— TASK REQUIREMENTS —
Given the entries that follow, write out exactly the lines starting at the one containing "The prompts of" and ending at the one containing "positive clicks: (16, 62) (15, 63)", both ends included, and only those.

*** Opening of RECORDS SHOWN ***

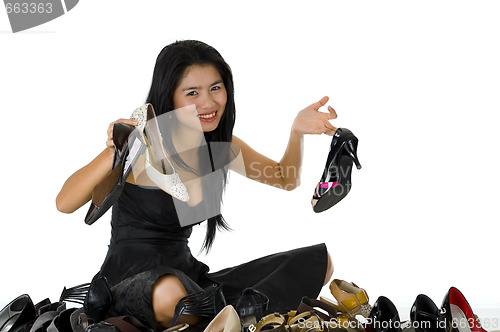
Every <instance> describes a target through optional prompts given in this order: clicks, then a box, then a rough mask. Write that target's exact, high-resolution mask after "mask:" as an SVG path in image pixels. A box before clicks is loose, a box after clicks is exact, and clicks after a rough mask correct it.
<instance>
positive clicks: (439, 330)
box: [410, 294, 446, 332]
mask: <svg viewBox="0 0 500 332" xmlns="http://www.w3.org/2000/svg"><path fill="white" fill-rule="evenodd" d="M410 320H411V322H412V326H413V327H414V328H415V331H416V332H446V329H445V328H444V326H445V325H444V324H443V321H442V319H441V316H440V314H439V309H438V307H437V306H436V304H435V303H434V302H433V301H432V300H431V299H430V298H429V297H428V296H427V295H424V294H420V295H418V296H417V298H416V299H415V302H414V303H413V305H412V307H411V310H410Z"/></svg>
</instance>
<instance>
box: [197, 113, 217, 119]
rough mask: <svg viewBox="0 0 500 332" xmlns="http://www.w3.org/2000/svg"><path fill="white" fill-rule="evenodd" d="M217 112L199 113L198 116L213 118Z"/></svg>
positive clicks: (200, 116)
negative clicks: (201, 114)
mask: <svg viewBox="0 0 500 332" xmlns="http://www.w3.org/2000/svg"><path fill="white" fill-rule="evenodd" d="M215 113H216V112H213V113H210V114H204V115H201V114H198V117H199V118H203V119H210V118H213V117H214V116H215Z"/></svg>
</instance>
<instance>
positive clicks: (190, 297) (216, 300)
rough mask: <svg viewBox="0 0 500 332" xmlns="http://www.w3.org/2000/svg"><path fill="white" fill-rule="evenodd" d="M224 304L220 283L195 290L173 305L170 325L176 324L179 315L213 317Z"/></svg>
mask: <svg viewBox="0 0 500 332" xmlns="http://www.w3.org/2000/svg"><path fill="white" fill-rule="evenodd" d="M225 306H226V299H225V298H224V294H223V293H222V285H218V284H213V285H212V286H210V287H208V288H206V289H204V290H203V291H201V292H196V293H193V294H190V295H188V296H185V297H183V298H182V299H180V300H179V302H178V303H177V305H176V306H175V312H174V317H173V318H172V323H171V324H170V327H173V326H175V325H177V322H178V321H179V318H180V317H181V315H190V316H199V317H205V318H210V319H213V318H214V317H215V316H216V315H217V314H218V313H219V311H221V310H222V309H223V308H224V307H225Z"/></svg>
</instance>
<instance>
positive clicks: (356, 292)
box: [320, 279, 371, 318]
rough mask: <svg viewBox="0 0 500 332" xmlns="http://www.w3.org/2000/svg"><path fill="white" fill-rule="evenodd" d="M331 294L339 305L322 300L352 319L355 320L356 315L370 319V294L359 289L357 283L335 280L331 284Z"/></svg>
mask: <svg viewBox="0 0 500 332" xmlns="http://www.w3.org/2000/svg"><path fill="white" fill-rule="evenodd" d="M330 292H331V293H332V295H333V296H334V297H335V299H336V300H337V301H338V303H335V302H333V301H331V300H329V299H327V298H325V297H321V298H320V300H321V301H323V302H325V303H328V304H330V305H331V306H333V307H334V308H337V309H338V310H340V311H342V312H345V313H346V314H347V315H348V316H349V317H351V318H355V317H356V315H361V316H363V317H368V315H369V314H370V311H371V305H370V303H368V301H369V298H368V294H367V293H366V291H365V290H364V289H363V288H360V287H358V286H357V285H356V284H355V283H349V282H347V281H344V280H340V279H334V280H333V281H332V282H331V283H330Z"/></svg>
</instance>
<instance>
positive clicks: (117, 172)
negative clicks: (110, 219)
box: [85, 122, 146, 225]
mask: <svg viewBox="0 0 500 332" xmlns="http://www.w3.org/2000/svg"><path fill="white" fill-rule="evenodd" d="M113 143H114V145H115V154H114V157H113V166H112V169H111V172H110V173H109V174H108V175H107V176H106V177H105V178H104V179H103V180H102V181H101V182H100V183H99V184H97V185H96V186H95V188H94V190H92V202H91V204H90V208H89V211H88V212H87V215H86V216H85V223H86V224H88V225H92V224H93V223H94V222H95V221H96V220H97V219H99V218H100V217H101V216H102V215H103V214H104V213H105V212H106V211H108V210H109V208H110V207H111V206H112V205H113V204H115V203H116V201H117V200H118V198H119V197H120V195H121V193H122V192H123V188H124V185H125V182H126V181H127V178H128V176H129V174H130V172H131V171H132V167H133V166H134V165H135V163H136V162H137V160H138V159H139V156H140V155H141V154H142V153H143V152H144V150H145V149H146V146H145V145H144V143H142V139H141V137H140V133H139V131H138V130H134V127H132V126H129V125H126V124H123V123H119V122H117V123H115V124H114V125H113Z"/></svg>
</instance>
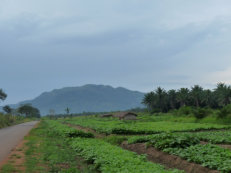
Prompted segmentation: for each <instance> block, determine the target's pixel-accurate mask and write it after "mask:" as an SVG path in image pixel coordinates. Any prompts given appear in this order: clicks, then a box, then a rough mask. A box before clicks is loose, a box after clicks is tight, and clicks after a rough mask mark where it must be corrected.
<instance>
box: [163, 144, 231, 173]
mask: <svg viewBox="0 0 231 173" xmlns="http://www.w3.org/2000/svg"><path fill="white" fill-rule="evenodd" d="M164 151H165V152H168V153H171V154H174V155H178V156H180V157H182V158H185V159H187V160H188V161H192V162H195V163H198V164H202V166H205V167H208V168H210V169H217V170H220V171H222V172H227V173H230V172H231V151H230V150H229V149H224V148H221V147H219V146H216V145H213V144H206V145H201V144H197V145H194V146H190V147H188V148H185V149H182V148H168V149H165V150H164Z"/></svg>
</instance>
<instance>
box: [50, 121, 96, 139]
mask: <svg viewBox="0 0 231 173" xmlns="http://www.w3.org/2000/svg"><path fill="white" fill-rule="evenodd" d="M49 127H50V128H49V130H48V134H49V135H51V136H55V135H56V136H62V137H85V138H93V137H94V135H93V134H92V133H86V132H83V131H80V130H76V129H74V128H71V127H69V126H67V125H64V124H61V123H60V122H58V121H52V120H50V121H49Z"/></svg>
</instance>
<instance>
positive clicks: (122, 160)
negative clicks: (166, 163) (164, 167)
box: [71, 138, 179, 173]
mask: <svg viewBox="0 0 231 173" xmlns="http://www.w3.org/2000/svg"><path fill="white" fill-rule="evenodd" d="M71 146H72V147H73V148H74V149H75V150H76V152H77V153H79V154H80V155H81V156H82V157H84V158H85V159H86V160H87V161H88V162H89V163H94V165H95V167H96V168H98V169H99V171H100V172H102V173H108V172H110V173H117V172H124V173H129V172H133V173H142V172H143V173H147V172H162V173H164V172H166V173H167V172H179V171H177V170H174V171H171V170H165V169H164V167H162V166H161V165H159V164H154V163H151V162H147V161H146V158H145V157H143V156H140V155H137V154H135V153H133V152H130V151H127V150H123V149H122V148H120V147H117V146H114V145H111V144H109V143H107V142H104V141H102V140H99V139H86V138H85V139H82V138H75V139H74V140H73V141H72V142H71Z"/></svg>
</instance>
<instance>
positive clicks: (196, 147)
mask: <svg viewBox="0 0 231 173" xmlns="http://www.w3.org/2000/svg"><path fill="white" fill-rule="evenodd" d="M140 142H147V144H148V145H151V146H154V147H155V148H157V149H160V150H162V151H164V152H168V153H170V154H174V155H177V156H180V157H182V158H184V159H187V160H188V161H193V162H195V163H198V164H201V165H202V166H205V167H208V168H211V169H217V170H220V171H222V172H227V173H228V172H231V151H230V150H229V149H224V148H221V147H219V146H216V145H213V144H206V145H201V144H200V139H199V137H197V136H196V135H195V136H192V134H189V133H188V134H187V133H182V134H180V133H178V134H165V133H163V134H157V135H149V136H140V137H139V136H136V137H130V138H129V140H128V143H140Z"/></svg>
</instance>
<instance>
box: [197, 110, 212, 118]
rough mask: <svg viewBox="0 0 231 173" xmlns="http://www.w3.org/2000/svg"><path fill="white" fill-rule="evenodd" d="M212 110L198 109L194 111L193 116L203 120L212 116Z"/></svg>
mask: <svg viewBox="0 0 231 173" xmlns="http://www.w3.org/2000/svg"><path fill="white" fill-rule="evenodd" d="M210 113H211V112H210V110H209V109H206V108H197V109H195V110H194V111H193V115H194V116H195V117H196V119H202V118H205V117H207V116H208V115H209V114H210Z"/></svg>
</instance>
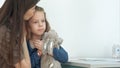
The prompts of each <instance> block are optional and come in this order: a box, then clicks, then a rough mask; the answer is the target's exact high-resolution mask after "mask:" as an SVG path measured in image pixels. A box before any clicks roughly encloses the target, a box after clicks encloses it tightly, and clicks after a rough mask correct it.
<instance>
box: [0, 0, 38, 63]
mask: <svg viewBox="0 0 120 68" xmlns="http://www.w3.org/2000/svg"><path fill="white" fill-rule="evenodd" d="M38 1H39V0H5V3H4V4H3V6H2V7H1V9H0V27H2V26H5V27H6V28H7V30H6V32H5V34H4V35H3V37H0V38H1V39H2V42H1V43H0V54H2V53H4V52H2V48H6V47H7V49H6V51H7V53H8V54H7V55H6V56H7V57H5V59H6V61H7V62H8V63H10V64H12V65H13V61H14V56H13V55H14V52H13V49H14V47H16V46H18V47H19V49H18V51H19V52H18V55H20V53H21V48H22V47H21V45H22V42H23V35H24V29H25V28H24V27H25V21H24V19H23V17H24V14H25V12H26V11H27V10H28V9H30V8H31V7H33V6H34V5H36V3H37V2H38ZM0 33H1V32H0ZM8 34H9V38H8V37H7V35H8ZM2 55H3V54H2ZM3 57H4V56H3ZM19 58H21V57H20V56H19Z"/></svg>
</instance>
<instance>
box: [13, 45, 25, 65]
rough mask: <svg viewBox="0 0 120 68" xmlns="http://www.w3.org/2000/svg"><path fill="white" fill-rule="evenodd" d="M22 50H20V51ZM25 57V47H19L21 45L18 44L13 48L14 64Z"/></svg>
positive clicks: (16, 62) (15, 63)
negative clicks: (23, 50)
mask: <svg viewBox="0 0 120 68" xmlns="http://www.w3.org/2000/svg"><path fill="white" fill-rule="evenodd" d="M19 50H20V51H19ZM23 58H24V53H23V47H21V48H20V49H19V46H18V45H16V46H15V47H14V48H13V63H14V65H15V64H16V63H18V62H19V61H21V60H22V59H23Z"/></svg>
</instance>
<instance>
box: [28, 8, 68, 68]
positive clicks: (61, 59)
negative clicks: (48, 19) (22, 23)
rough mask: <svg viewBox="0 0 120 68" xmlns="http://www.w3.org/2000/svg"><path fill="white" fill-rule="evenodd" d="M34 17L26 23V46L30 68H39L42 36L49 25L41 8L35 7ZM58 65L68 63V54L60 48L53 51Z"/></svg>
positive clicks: (42, 43)
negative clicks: (26, 29)
mask: <svg viewBox="0 0 120 68" xmlns="http://www.w3.org/2000/svg"><path fill="white" fill-rule="evenodd" d="M35 10H36V11H35V14H34V16H33V17H32V18H31V19H30V20H29V21H28V23H26V29H27V46H28V50H29V55H30V59H31V66H32V68H41V65H40V64H41V63H40V61H41V55H42V46H43V41H42V36H43V35H44V33H45V32H48V31H49V30H50V26H49V23H48V21H47V19H46V14H45V12H44V9H43V8H42V7H38V6H36V8H35ZM52 56H53V57H54V58H55V59H56V60H58V61H59V62H60V63H65V62H67V61H68V53H67V52H66V51H65V50H64V49H63V47H61V46H60V48H59V49H58V48H54V49H53V55H52Z"/></svg>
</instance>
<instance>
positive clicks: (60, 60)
mask: <svg viewBox="0 0 120 68" xmlns="http://www.w3.org/2000/svg"><path fill="white" fill-rule="evenodd" d="M53 57H54V58H55V59H56V60H58V61H59V62H61V63H65V62H67V61H68V53H67V52H66V51H65V50H64V49H63V47H61V46H60V48H59V49H58V48H54V49H53Z"/></svg>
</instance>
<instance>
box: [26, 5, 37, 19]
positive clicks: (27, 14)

*** Close of RECORDS SHOWN ***

— ANSWER SPACE —
The prompts of each <instance> block are optional and come in this order: a box, then clicks, then a rough mask; the answer is the target's exact high-resolution mask after "mask:" as an SVG path measured in image pixels. A box before any clicks roughly encloses the target, a box after clicks encloses it tightly, and clicks after a rough mask correct it.
<instance>
box: [0, 0, 38, 63]
mask: <svg viewBox="0 0 120 68" xmlns="http://www.w3.org/2000/svg"><path fill="white" fill-rule="evenodd" d="M38 1H39V0H5V3H4V4H3V6H2V7H1V9H0V27H2V26H5V27H6V28H7V30H6V32H5V34H4V35H3V37H0V38H1V39H2V42H1V43H0V54H2V53H4V52H2V48H6V47H7V49H6V51H7V53H8V54H7V55H6V56H7V57H5V59H6V61H7V62H8V63H10V64H12V65H13V61H14V56H13V55H14V52H13V49H14V47H16V46H18V47H19V49H18V51H19V52H18V55H20V53H21V48H22V47H21V45H22V42H23V35H24V29H25V28H24V27H25V21H24V19H23V17H24V14H25V12H26V11H27V10H28V9H30V8H31V7H33V6H34V5H36V3H37V2H38ZM0 33H1V32H0ZM8 34H9V38H8V37H7V35H8ZM2 55H3V54H2ZM3 57H4V56H3ZM19 58H21V57H20V56H19Z"/></svg>
</instance>
<instance>
box: [13, 45, 25, 65]
rough mask: <svg viewBox="0 0 120 68" xmlns="http://www.w3.org/2000/svg"><path fill="white" fill-rule="evenodd" d="M22 50H20V51ZM25 57V47H19L21 45L18 44L13 48L14 64Z"/></svg>
positive clicks: (16, 62) (15, 63)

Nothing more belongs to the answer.